* Excerpted data

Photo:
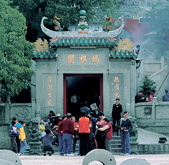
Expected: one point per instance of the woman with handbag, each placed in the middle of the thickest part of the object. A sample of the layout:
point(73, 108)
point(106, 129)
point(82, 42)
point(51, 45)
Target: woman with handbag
point(100, 134)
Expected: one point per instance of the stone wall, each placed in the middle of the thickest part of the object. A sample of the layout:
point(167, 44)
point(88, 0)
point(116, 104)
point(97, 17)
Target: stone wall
point(153, 116)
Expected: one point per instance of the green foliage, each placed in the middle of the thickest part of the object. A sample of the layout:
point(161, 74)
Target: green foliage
point(67, 10)
point(15, 52)
point(147, 84)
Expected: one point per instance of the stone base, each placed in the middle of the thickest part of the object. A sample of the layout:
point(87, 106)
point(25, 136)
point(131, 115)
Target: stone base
point(35, 148)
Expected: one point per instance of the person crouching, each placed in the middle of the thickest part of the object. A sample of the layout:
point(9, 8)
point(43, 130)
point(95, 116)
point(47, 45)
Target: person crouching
point(47, 143)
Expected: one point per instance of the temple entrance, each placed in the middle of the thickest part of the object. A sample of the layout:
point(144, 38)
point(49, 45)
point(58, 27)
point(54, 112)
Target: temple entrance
point(80, 88)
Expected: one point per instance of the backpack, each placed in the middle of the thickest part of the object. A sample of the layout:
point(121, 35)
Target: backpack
point(73, 99)
point(13, 133)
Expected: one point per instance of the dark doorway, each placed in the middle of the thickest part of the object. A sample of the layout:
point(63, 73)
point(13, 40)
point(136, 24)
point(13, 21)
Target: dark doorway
point(84, 87)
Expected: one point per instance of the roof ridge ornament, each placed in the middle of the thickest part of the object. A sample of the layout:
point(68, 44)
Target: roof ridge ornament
point(111, 33)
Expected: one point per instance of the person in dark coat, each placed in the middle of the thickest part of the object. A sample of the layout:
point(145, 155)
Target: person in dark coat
point(116, 114)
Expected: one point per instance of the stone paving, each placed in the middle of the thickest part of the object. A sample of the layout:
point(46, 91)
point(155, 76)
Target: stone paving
point(160, 159)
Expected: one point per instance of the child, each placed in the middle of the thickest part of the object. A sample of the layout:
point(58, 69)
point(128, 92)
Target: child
point(47, 142)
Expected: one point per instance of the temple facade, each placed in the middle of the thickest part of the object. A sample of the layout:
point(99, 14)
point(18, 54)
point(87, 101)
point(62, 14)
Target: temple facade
point(83, 63)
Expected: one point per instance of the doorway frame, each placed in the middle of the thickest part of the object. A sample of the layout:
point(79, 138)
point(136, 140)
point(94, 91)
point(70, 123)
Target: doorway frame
point(81, 75)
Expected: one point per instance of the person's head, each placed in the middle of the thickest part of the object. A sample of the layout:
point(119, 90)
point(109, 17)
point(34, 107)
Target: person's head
point(91, 114)
point(73, 118)
point(148, 92)
point(82, 114)
point(166, 91)
point(47, 131)
point(14, 119)
point(101, 115)
point(85, 103)
point(106, 120)
point(58, 116)
point(125, 114)
point(117, 100)
point(64, 117)
point(13, 123)
point(69, 116)
point(51, 113)
point(140, 92)
point(22, 122)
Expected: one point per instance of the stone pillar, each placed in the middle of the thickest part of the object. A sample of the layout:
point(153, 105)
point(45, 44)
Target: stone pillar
point(132, 87)
point(153, 108)
point(162, 62)
point(7, 111)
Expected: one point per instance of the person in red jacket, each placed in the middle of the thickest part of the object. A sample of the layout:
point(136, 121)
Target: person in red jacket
point(84, 131)
point(107, 127)
point(67, 127)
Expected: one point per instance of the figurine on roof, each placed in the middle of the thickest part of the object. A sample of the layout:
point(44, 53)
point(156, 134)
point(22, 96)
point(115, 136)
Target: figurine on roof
point(56, 23)
point(109, 24)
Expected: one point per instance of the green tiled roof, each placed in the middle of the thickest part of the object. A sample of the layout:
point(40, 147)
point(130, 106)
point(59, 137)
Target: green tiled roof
point(120, 54)
point(44, 54)
point(83, 41)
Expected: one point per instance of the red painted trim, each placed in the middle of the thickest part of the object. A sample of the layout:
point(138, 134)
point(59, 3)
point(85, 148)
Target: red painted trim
point(81, 75)
point(64, 95)
point(101, 92)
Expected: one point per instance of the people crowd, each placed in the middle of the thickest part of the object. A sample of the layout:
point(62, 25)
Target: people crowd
point(90, 129)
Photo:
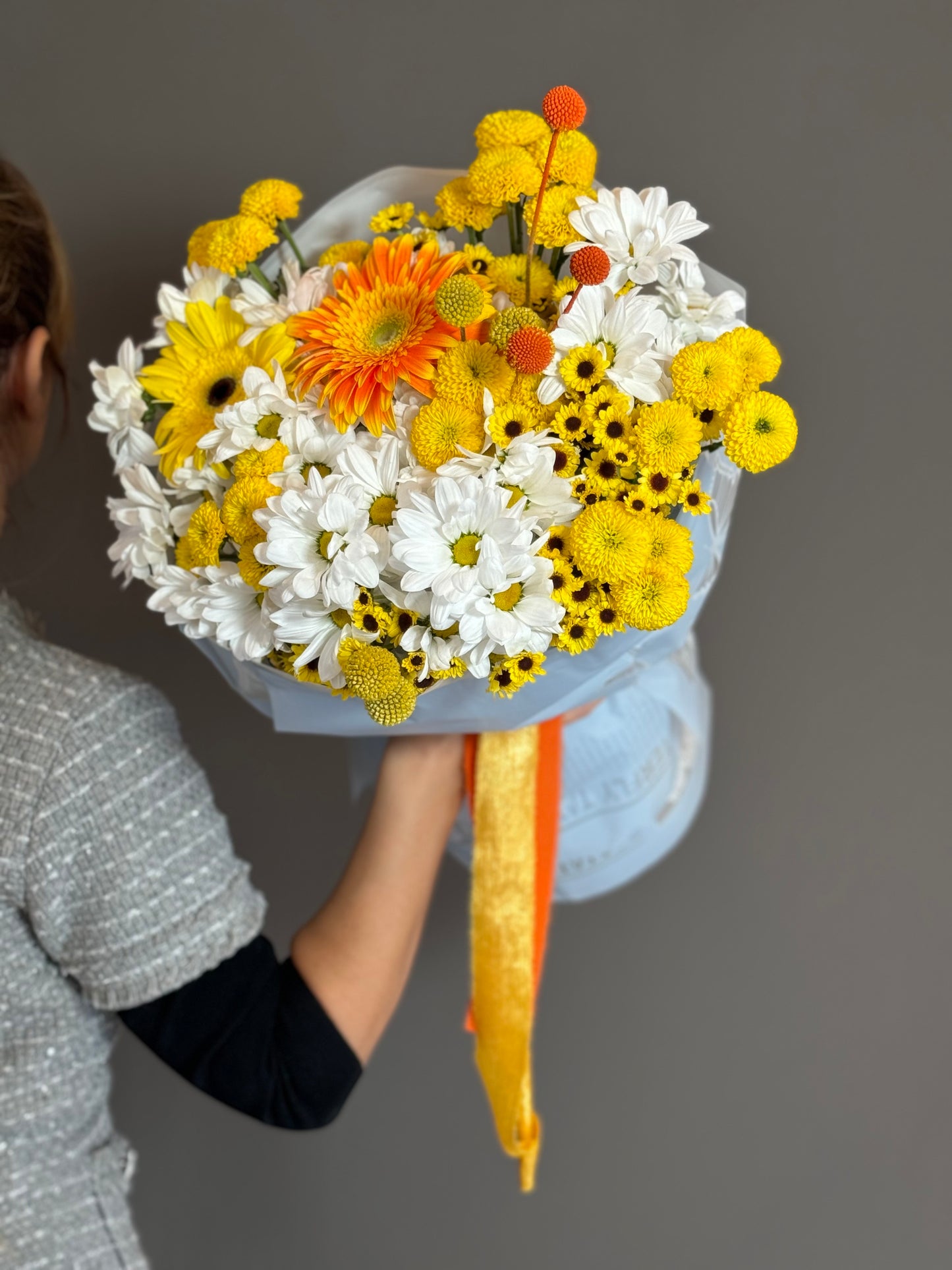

* Job
Present the lines above, from the line containing "Expected: one point per instance of the roof" through the line containing "point(160, 159)", as a numbered list that includes both of those lines and omits any blank lines.

* Solution
1. Expected: one point per instance of the roof ridge ornament, each placed in the middle of the thickest part of the object. A sample of the layout:
2. point(68, 44)
3. Target: roof ridge ornament
4. point(111, 33)
5. Expected: one point per instance of the person in dark coat, each placed in the middle of the thickest part of the object. A sample of the layout:
6. point(145, 155)
7. Target: person in dark coat
8. point(116, 114)
9. Expected: one point per instance of the stone paving, each placed in the middle of the thickest part of the object. A sample of the layout:
10. point(46, 91)
11. point(155, 76)
12. Target: stone paving
13. point(160, 159)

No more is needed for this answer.